* _THE EXERCISE_: List every line of the items below that contains the word "blade", copying each such line in full.

Excerpts from point annotation data:

-- begin --

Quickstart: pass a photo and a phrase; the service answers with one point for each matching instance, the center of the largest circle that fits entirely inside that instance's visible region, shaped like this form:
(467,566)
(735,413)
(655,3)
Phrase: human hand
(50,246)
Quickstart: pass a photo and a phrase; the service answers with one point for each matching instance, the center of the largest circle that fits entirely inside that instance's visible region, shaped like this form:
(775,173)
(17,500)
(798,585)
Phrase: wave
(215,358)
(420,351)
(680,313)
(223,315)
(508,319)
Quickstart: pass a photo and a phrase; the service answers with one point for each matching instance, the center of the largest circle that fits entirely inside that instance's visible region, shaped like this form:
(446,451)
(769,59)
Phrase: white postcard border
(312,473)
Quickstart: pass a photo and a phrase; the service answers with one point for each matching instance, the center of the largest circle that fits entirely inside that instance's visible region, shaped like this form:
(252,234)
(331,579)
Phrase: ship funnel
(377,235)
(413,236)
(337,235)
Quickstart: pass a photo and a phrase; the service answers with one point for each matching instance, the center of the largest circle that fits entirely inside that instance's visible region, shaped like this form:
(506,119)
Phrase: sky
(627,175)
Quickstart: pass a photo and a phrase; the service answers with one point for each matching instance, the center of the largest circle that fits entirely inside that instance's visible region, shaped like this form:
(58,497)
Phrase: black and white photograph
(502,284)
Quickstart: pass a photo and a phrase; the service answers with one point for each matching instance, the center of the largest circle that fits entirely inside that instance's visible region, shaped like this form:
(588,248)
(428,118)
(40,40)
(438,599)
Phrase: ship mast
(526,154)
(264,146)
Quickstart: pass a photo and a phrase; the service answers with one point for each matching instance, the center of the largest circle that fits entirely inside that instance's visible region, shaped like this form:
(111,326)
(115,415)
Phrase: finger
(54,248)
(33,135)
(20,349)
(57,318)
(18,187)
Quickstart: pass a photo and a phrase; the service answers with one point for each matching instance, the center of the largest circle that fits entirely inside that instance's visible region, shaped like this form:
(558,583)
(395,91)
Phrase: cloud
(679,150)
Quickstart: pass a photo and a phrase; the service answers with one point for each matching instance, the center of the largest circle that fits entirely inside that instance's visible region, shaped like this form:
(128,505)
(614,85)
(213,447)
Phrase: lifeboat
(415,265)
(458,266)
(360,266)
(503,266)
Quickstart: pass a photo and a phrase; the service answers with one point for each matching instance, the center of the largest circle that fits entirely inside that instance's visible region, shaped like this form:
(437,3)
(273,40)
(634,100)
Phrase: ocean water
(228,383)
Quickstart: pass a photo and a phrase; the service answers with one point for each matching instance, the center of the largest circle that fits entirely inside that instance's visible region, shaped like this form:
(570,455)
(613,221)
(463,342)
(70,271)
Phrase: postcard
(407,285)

-- end --
-- begin --

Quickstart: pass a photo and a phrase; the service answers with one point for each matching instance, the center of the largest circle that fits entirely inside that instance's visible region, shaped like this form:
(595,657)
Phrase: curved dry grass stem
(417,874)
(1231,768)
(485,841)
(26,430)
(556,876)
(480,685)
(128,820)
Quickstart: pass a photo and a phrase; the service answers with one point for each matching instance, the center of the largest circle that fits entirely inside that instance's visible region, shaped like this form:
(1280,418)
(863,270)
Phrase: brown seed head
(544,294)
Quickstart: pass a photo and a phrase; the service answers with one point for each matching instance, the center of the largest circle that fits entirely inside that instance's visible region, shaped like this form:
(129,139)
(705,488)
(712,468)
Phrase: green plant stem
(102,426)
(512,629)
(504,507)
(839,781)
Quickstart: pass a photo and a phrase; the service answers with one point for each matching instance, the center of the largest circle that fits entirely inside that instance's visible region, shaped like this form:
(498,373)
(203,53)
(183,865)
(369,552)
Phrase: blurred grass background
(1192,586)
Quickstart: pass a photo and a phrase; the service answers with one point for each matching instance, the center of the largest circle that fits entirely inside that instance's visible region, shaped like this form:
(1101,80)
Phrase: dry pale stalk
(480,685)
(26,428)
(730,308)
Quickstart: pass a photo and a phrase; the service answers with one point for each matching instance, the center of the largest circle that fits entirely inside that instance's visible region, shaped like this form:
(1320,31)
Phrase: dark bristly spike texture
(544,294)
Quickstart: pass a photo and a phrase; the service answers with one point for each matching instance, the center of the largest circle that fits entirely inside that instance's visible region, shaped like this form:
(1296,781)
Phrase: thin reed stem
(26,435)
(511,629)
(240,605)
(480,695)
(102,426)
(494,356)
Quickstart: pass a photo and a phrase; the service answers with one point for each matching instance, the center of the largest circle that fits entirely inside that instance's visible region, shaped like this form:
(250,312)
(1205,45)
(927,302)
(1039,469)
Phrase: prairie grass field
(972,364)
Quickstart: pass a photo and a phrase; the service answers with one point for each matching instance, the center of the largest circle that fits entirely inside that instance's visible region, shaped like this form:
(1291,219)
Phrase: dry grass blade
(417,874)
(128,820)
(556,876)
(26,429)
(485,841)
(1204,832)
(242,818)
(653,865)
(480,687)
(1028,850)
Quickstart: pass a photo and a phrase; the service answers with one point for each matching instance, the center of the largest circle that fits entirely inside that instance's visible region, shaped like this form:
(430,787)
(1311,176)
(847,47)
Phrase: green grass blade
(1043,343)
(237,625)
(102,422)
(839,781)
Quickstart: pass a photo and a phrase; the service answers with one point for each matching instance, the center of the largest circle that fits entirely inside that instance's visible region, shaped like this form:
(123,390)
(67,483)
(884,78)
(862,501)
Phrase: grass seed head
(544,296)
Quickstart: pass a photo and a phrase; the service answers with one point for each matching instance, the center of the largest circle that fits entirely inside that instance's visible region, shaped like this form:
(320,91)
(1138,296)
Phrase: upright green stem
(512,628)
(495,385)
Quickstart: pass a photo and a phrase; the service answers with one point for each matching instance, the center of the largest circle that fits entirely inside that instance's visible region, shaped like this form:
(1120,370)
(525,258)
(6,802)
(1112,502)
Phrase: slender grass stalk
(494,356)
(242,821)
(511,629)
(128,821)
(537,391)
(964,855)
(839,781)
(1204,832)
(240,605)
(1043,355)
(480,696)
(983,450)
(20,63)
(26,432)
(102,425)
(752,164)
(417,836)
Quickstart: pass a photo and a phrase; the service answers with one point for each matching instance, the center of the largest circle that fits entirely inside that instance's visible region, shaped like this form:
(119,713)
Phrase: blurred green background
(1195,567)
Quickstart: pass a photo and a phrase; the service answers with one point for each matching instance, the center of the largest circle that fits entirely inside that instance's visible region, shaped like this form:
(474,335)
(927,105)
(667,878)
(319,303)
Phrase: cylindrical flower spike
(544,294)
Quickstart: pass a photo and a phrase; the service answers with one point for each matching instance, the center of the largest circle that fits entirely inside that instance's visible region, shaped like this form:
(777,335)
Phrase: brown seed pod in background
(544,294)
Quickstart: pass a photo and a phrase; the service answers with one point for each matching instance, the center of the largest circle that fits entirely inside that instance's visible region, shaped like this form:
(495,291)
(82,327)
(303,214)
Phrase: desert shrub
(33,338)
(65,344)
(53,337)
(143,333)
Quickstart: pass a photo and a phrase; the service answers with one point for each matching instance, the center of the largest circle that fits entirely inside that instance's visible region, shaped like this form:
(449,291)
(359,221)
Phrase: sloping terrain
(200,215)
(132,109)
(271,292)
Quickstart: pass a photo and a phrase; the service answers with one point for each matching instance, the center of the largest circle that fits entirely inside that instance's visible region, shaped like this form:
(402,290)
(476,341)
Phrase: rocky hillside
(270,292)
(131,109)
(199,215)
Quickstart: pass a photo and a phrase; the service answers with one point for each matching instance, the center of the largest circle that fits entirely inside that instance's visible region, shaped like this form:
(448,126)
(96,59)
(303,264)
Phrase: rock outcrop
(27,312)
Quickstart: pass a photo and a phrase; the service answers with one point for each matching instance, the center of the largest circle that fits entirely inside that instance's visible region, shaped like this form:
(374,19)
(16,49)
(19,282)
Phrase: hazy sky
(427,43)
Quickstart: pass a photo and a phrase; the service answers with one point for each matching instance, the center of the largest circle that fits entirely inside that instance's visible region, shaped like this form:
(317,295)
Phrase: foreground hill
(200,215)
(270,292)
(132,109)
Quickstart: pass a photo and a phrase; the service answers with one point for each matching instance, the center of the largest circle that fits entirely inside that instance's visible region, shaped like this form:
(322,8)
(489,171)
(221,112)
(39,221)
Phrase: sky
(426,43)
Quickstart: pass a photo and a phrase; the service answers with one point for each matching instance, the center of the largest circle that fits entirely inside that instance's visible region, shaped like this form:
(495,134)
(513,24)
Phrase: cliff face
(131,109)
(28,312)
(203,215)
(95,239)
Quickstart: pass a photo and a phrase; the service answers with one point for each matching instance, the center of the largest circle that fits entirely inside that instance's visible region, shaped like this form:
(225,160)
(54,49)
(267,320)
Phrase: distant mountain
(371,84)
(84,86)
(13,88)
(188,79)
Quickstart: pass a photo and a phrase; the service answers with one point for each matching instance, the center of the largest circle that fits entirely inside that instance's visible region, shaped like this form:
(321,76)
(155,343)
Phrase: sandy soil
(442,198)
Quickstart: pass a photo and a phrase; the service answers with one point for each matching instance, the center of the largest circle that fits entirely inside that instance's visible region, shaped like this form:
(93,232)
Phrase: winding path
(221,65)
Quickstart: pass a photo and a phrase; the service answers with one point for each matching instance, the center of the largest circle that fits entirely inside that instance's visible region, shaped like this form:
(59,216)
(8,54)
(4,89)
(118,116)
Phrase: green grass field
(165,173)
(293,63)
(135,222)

-- end --
-- begin --

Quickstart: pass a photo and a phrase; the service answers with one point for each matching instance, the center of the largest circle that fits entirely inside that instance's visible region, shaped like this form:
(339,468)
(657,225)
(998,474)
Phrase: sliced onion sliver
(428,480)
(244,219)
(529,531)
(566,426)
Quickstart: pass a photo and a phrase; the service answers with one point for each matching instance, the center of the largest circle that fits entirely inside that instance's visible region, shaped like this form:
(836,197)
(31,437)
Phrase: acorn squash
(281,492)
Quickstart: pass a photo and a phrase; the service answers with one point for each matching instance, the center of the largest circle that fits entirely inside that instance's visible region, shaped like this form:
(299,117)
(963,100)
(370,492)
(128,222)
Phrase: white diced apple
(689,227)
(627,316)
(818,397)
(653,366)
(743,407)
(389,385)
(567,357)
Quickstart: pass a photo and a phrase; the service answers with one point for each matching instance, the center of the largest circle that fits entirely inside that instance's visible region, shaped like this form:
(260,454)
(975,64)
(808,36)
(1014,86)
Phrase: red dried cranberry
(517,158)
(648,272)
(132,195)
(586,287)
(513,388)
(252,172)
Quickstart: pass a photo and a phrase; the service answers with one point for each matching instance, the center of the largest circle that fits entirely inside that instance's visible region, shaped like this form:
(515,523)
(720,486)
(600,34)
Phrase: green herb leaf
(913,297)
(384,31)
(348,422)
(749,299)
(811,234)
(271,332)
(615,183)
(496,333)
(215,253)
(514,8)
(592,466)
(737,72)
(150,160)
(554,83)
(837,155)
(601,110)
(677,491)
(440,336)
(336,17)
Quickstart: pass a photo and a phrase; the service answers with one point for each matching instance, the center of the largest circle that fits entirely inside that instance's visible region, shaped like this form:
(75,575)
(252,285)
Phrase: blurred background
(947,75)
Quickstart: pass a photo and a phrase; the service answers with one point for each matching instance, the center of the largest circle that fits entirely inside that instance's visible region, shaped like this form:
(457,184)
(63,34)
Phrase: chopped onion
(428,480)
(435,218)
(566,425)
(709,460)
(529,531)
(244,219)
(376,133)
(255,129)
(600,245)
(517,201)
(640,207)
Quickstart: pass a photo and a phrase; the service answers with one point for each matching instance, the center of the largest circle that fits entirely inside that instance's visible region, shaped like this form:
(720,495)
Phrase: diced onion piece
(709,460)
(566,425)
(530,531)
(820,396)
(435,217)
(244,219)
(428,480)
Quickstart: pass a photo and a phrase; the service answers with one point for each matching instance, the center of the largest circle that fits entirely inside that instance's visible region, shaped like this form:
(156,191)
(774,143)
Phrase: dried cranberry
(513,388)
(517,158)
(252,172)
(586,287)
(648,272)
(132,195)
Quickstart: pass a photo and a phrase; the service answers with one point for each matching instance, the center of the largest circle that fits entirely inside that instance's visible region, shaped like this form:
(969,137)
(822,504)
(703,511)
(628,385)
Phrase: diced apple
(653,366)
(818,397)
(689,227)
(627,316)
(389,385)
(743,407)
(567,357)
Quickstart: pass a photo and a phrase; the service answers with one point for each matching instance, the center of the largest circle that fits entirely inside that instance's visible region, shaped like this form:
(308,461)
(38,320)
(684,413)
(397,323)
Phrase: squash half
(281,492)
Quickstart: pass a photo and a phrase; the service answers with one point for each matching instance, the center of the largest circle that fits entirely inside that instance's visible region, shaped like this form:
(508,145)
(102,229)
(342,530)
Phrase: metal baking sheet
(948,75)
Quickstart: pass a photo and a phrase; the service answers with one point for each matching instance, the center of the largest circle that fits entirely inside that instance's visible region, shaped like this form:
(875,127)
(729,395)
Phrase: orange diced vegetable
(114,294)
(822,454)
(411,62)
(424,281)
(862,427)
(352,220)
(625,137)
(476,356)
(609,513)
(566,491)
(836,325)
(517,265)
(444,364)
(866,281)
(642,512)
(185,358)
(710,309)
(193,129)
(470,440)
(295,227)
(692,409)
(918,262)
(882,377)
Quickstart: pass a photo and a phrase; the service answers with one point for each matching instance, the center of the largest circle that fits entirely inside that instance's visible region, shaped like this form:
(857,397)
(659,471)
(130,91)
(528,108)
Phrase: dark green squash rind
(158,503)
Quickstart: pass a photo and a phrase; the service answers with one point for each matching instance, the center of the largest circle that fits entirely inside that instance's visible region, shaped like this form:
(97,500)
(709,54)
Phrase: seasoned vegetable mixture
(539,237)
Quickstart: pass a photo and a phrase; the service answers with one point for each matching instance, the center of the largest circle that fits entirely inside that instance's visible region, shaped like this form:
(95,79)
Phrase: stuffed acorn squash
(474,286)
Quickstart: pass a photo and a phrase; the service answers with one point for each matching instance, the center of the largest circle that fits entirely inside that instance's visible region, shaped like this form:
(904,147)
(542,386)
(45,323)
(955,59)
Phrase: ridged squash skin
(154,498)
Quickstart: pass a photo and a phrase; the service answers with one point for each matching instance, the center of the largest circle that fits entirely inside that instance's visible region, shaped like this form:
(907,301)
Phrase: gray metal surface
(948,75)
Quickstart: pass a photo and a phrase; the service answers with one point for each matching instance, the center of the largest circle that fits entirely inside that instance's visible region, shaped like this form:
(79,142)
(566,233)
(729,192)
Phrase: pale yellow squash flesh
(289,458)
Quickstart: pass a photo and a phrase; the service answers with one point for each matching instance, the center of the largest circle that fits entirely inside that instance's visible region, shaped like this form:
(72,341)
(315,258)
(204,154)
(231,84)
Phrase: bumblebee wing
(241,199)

-- end --

* _THE COMPLETED TASK_:
Phrase: dry grass blade
Phrase: green grass blade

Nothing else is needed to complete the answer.